Request -
Write out every row below word for word, leaving nothing out and changing nothing.

Dataset records -

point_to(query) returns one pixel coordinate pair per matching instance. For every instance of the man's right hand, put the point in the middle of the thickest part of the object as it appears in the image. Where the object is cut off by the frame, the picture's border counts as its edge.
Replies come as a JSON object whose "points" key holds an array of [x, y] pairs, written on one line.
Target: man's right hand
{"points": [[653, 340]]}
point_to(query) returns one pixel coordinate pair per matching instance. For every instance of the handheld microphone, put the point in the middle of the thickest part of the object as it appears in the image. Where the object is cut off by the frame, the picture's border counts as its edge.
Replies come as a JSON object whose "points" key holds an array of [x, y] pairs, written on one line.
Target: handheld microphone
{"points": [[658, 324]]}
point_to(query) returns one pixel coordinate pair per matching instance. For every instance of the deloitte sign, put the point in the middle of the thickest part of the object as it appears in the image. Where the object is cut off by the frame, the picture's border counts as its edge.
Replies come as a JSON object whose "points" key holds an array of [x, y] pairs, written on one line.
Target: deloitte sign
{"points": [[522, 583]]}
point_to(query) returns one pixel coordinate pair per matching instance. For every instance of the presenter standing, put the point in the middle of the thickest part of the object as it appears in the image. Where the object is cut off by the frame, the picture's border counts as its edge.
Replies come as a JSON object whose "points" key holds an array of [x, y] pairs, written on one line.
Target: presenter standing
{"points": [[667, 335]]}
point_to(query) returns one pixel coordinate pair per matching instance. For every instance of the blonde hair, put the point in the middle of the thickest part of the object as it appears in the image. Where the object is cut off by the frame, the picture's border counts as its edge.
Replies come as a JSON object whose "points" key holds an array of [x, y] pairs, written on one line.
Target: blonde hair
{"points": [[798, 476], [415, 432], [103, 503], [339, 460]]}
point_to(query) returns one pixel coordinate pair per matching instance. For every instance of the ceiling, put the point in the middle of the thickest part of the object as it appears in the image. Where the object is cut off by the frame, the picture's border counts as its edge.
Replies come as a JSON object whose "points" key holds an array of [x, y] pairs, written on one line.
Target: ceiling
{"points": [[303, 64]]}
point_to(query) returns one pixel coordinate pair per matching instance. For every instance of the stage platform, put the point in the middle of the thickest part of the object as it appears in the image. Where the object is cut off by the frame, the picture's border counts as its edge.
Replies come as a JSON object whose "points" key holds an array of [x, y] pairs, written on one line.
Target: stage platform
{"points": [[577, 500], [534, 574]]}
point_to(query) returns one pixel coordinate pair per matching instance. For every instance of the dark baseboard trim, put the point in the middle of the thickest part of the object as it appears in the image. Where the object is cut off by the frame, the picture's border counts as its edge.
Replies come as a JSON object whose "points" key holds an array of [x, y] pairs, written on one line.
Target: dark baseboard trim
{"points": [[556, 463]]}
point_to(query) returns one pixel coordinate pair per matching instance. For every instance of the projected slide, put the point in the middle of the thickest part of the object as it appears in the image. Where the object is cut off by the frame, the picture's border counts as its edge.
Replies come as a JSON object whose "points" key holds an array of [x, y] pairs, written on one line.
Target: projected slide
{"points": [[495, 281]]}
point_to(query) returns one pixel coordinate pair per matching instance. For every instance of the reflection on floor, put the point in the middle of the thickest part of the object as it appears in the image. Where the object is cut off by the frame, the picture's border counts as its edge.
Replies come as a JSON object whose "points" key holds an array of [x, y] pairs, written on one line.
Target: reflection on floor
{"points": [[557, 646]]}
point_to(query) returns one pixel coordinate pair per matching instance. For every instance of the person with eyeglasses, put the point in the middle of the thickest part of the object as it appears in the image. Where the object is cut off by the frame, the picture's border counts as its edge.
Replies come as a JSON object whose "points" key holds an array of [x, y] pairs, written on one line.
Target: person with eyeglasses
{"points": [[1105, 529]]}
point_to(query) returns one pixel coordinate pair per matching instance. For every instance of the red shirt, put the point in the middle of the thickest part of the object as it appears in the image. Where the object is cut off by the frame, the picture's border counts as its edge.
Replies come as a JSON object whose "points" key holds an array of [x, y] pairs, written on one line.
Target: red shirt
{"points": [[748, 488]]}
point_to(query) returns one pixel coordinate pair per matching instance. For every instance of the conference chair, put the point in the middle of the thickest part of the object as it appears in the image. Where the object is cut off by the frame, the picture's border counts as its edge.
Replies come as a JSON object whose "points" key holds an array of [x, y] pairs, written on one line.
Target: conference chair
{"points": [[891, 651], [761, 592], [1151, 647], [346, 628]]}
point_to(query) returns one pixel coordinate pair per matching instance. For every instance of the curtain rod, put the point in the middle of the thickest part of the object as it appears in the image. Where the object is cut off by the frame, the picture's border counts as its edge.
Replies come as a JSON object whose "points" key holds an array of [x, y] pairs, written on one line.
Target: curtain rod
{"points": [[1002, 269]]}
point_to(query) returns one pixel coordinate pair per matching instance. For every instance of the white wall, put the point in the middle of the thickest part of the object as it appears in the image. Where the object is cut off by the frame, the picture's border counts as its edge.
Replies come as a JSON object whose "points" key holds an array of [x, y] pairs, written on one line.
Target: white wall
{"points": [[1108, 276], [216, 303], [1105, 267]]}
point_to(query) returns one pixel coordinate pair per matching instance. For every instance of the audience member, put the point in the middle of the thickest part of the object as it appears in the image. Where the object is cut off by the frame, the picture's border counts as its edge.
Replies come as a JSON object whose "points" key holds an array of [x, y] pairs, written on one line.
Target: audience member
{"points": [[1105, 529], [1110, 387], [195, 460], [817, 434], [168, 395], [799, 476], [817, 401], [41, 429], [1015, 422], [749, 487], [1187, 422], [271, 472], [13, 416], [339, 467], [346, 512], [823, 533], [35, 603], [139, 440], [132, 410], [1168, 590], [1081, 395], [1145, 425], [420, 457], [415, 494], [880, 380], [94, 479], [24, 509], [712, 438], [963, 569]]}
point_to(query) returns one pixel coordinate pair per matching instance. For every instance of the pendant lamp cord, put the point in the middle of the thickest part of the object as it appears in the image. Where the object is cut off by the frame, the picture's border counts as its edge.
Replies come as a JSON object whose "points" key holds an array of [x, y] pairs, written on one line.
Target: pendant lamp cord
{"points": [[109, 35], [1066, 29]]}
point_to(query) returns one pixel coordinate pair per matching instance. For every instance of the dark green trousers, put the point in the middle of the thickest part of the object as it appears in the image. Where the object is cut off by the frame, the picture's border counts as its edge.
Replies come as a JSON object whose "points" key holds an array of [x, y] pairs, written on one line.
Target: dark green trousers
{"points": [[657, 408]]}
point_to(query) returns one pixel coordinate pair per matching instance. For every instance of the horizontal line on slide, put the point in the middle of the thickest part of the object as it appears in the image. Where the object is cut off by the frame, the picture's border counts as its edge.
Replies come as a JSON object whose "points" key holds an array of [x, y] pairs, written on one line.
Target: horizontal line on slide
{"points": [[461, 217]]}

Exercise answer -
point_to(query) returns one pixel coordinate pair per matching instance. For every instance of the man's right hand, put the point in the middle of the thickest part of the object as it appears in the image. Where the object is cut off by the frame, the picture's border counts as its edge.
Replies come as a JSON object whose "points" key holds an array of [x, y] pairs, written on one line.
Target: man's right hand
{"points": [[653, 340]]}
point_to(query) returns one pixel coordinate pair per matching instance. For every instance of the handheld microphone, put the point in the middle of the thickest part of the object as it appears in the image. Where the object is cut off by the frame, the picture's border counts as its edge.
Replies come as a JSON object whose "points" key holds an array of [x, y] pairs, written on one line.
Target: handheld microphone
{"points": [[658, 324]]}
point_to(query) returns one pixel coordinate pair per matching instance. For every instance of the deloitte sign, put the point in the middle of the thickest part of the object as it appears in the image. Where the object is cut off by the frame, the picture's border counts as its edge.
Replies come as a JSON object whose "points" key holds an array of [x, y] pairs, written on one line.
Target: deloitte sign
{"points": [[522, 583]]}
point_to(query) returns one pixel coordinate pair per matching instance. For every instance of the presenter standing, put the point in the middle of the thickest part of the object as it appears in the image. Where the object is cut off by the frame, the picture's border counts as its edge.
Replies come as a JSON object whose "points" key holds an array of [x, y] pairs, written on one line.
Target: presenter standing
{"points": [[667, 335]]}
point_to(query) returns one pixel coordinate pair per matching instance. For every instance of the blonde hair, put the point in the middle of the thickest part of the object as it appears in the image. Where the object is cut off by the frame, the picture's border counts as its edge.
Replies come as a JSON object whose "points" key holds an array of [x, y] pairs, written on one line.
Target: blonde hair
{"points": [[798, 476], [415, 432], [103, 503], [339, 460]]}
point_to(query) returns one pixel coordinate pair per matching instance. For every instance of the ceiling, put the point in the middle of the thickest part of the object as it appears in the image. Where the object is cut off by the frame, the picture's border counts as its edge.
Replies come as a JSON object whose "points" key holds an array of [x, y] pairs, written on one line.
Target: ceiling
{"points": [[303, 64]]}
point_to(query) returns one pixel coordinate pair per matching instance. For every instance of the stage platform, put the point in the middle of the thickest part of the object as it appears in the image. Where the object is cut off by the frame, the picture's border counts as its edge.
Replies come as a JSON object whose "points" key holds an array of [x, y] pairs, written on one line.
Target: stage platform
{"points": [[577, 500], [534, 574]]}
point_to(query) returns one pixel coordinate pair per matching instance. For every instance of the dark baseboard trim, put the point in the middle of the thickest part of the object as it appears in the image. Where the object is cut off by the frame, the picture's border counts as its edge.
Replies come as a JSON object whose "points" key holds an array of [x, y] pairs, written on one line.
Target: dark baseboard trim
{"points": [[556, 463]]}
point_to(query) returns one pixel coordinate pair per matching instance. For every instance of the projected slide, put the point in the middle of the thickest part of the object as it appears in the image. Where the object is cut off by the frame, the picture's border counts as its edge.
Replies come as a JSON object whose "points" key holds an array of [x, y] pairs, written on one line.
Target: projected slide
{"points": [[495, 281]]}
point_to(query) returns one pixel coordinate pair per matching instance. For every instance of the reflection on floor, put the point in the middle of the thickest part of the object as it appears in the image. Where the object is cut off by the frame, the picture's border counts as its edge.
Replies come as a JSON object whose "points" key holds an array of [x, y] pairs, written on one line.
Target: reflection on floor
{"points": [[557, 646]]}
point_to(query) returns one pixel coordinate pair per matching instance. For every instance of the person with eyeglasses, put the point in the middle of the thickest part of the object as it appears in the image. Where the object is cut off by the frame, the picture's border counts as its edge.
Replies come as a JSON object whose "points" key holds an array of [x, y] pairs, written on one line.
Target: person with eyeglasses
{"points": [[1105, 529]]}
point_to(query) returns one pixel coordinate pair per matching instance. For every instance of the red shirt, put the point in the middle of the thickest part of the object as it appears in the image. Where the object is cut off by the frame, the picture's border counts as its edge.
Replies come as a JSON object whose "points" key holds an array of [x, y] pairs, written on one line.
Target: red shirt
{"points": [[748, 488]]}
point_to(query) returns one pixel coordinate pair per matching instance. For every instance of the conference chair, put the point in the middle of the thickest part of the object as it appears in the image. Where the object is cut off by the frame, the picture's border counts as its edge.
Replies come as a JSON object whose "points" key holds an array of [x, y] pairs, written on one line.
Target: conference chair
{"points": [[891, 651], [761, 592], [1151, 647], [346, 628]]}
point_to(query) returns one pixel coordinate pair per matching instance. For every instance of the curtain rod, put the point in the middle of the thickest part of the object as it appears in the image. Where the object is cut off by the frame, the picture's border counts as its edge.
Replies come as a JSON object whose "points" key holds an array of [x, y] pairs, written on one line.
Target: curtain rod
{"points": [[1002, 269]]}
point_to(query) returns one pixel coordinate pair per matching instance. For every instance of the white wall, put the point in the middle of the thickest part of the object as it appears in the image. Where the object is cut off by the frame, the picture's border counts as its edge.
Replies come as a JSON object whose "points" key holds an array of [x, y] pairs, written on one line.
Target: white wall
{"points": [[1108, 276], [216, 303], [1105, 267]]}
point_to(query) returns one pixel coordinate pair per matching instance. For every instance of the audience member, put the point in the middle of the thickest part of the object as it appears in the image. Where the object is cut off by the frame, the picture's border counts as its edge.
Replies come as a JSON object whose "points" key holds an array of [x, y] pairs, written on one line.
Target: audience member
{"points": [[1105, 529], [1110, 387], [195, 460], [817, 434], [168, 395], [799, 476], [817, 401], [41, 429], [1015, 422], [749, 487], [1187, 422], [271, 472], [13, 416], [339, 467], [346, 512], [823, 533], [35, 603], [139, 440], [132, 410], [1168, 590], [1081, 395], [1145, 425], [420, 457], [415, 494], [880, 380], [94, 479], [24, 509], [712, 438], [963, 569]]}
point_to(query) returns one pixel coordinate pair per matching instance. For every instance of the pendant lamp cord, put the point in the middle of the thickest part of the object as it appears in the image. Where the object is cut off by the frame, the picture's border counts as its edge.
Replies come as a JSON object whose "points" key holds an array of [x, y] pairs, written on one line.
Target: pendant lamp cord
{"points": [[109, 35], [1066, 29]]}
point_to(query) returns one pixel coordinate pair per matching instance. For every instance of the dark green trousers, put the point in the middle of the thickest part of the object as it appears in the image. Where the object is cut off by the frame, the picture's border counts as its edge.
Replies come as a JSON object whose "points" key holds an array of [x, y] pairs, written on one line.
Target: dark green trousers
{"points": [[657, 408]]}
point_to(query) returns one pixel coordinate pair per matching instance. For every instance of the horizontal line on slide, put the point in the middle of the thickest part of the object as it appears in the image. Where the object is cut off by the frame, the picture's border counts as its edge.
Replies come as a JSON object whose "points" key holds an array of [x, y] pairs, written on one line.
Target: horizontal line on slide
{"points": [[461, 217]]}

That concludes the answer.